* [JOB] Pick out every line in the items below that contains the word "dark", and copy each of those lines in full.

Start

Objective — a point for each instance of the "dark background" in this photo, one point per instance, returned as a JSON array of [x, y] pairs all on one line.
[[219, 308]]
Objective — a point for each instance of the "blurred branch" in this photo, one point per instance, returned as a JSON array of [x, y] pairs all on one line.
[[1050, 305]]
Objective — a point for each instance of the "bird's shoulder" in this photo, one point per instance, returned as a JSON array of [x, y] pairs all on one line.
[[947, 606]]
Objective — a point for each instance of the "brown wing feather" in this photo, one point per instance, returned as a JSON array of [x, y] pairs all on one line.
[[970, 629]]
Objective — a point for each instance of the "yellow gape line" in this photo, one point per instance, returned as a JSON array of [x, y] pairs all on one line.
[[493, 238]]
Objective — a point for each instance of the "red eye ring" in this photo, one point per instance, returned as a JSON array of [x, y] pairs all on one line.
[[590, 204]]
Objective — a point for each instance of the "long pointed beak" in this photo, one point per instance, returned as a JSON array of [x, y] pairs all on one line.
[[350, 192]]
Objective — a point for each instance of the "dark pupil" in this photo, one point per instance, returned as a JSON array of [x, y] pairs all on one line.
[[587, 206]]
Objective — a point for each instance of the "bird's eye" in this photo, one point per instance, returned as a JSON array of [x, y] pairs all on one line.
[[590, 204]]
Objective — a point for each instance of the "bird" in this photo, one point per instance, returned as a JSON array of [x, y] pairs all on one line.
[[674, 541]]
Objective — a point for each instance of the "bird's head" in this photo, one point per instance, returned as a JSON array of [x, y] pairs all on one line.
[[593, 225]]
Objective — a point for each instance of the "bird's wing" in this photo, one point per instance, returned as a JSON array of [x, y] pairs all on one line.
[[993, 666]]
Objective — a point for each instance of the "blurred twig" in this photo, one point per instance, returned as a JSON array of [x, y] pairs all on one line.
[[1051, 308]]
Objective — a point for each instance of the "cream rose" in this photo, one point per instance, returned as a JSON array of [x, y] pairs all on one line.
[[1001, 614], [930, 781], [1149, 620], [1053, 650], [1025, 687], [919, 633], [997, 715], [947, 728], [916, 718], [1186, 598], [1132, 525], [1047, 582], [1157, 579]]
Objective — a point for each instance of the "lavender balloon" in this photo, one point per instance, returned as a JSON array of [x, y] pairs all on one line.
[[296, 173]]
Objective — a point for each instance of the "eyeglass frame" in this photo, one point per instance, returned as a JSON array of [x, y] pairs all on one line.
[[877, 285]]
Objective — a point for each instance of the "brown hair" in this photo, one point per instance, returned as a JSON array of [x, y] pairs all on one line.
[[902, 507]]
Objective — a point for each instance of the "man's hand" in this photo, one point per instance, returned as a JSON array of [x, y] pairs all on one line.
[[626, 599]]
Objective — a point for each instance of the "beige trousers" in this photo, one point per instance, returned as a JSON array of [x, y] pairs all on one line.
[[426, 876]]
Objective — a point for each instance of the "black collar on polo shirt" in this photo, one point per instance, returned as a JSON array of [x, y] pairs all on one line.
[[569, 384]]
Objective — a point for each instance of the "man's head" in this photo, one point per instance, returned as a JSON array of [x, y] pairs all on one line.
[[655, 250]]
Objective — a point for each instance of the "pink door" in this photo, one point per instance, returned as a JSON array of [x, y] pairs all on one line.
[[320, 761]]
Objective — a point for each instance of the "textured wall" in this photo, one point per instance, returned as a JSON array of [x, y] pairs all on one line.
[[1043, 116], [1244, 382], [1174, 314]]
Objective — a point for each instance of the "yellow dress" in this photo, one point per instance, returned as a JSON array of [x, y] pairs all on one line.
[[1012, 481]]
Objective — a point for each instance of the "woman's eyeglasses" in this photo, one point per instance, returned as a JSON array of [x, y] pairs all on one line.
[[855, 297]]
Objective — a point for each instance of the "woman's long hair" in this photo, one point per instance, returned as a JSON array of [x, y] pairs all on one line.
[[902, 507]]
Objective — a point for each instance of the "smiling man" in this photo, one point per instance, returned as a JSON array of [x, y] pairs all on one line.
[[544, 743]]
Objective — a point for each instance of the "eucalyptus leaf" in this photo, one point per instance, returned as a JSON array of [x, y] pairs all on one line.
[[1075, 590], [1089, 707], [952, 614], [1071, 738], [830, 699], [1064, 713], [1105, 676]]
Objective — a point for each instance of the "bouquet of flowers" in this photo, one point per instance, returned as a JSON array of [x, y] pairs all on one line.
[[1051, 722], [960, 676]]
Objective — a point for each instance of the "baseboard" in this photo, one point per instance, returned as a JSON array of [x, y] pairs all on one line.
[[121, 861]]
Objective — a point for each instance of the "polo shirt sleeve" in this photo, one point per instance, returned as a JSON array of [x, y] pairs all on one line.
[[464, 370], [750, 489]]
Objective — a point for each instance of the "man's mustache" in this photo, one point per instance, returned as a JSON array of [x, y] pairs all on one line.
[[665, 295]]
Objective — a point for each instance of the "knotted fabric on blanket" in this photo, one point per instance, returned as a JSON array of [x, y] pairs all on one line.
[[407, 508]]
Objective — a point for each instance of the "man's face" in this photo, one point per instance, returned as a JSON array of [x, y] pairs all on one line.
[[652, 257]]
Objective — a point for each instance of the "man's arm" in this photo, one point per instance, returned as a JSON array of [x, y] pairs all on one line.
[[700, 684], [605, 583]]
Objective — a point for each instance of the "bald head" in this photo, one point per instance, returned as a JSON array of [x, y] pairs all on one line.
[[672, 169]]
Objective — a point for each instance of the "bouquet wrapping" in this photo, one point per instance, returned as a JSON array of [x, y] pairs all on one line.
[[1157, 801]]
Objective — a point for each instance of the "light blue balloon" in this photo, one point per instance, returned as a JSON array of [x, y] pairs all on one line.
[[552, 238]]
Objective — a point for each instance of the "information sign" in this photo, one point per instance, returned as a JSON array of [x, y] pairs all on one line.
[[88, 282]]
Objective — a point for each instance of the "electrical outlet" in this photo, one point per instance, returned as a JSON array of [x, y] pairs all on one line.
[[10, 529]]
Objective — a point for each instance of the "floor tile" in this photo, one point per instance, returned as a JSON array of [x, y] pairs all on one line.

End

* [THE SOLUTION]
Objective — a point for each instance of the "dark background" in this photo, one point per instance, returned as a JSON array of [x, y] pairs all on one line.
Objective — a point for each instance of the "dark pupil" in this photo, one point per instance, returned as a JSON array of [x, y] pairs all on one line.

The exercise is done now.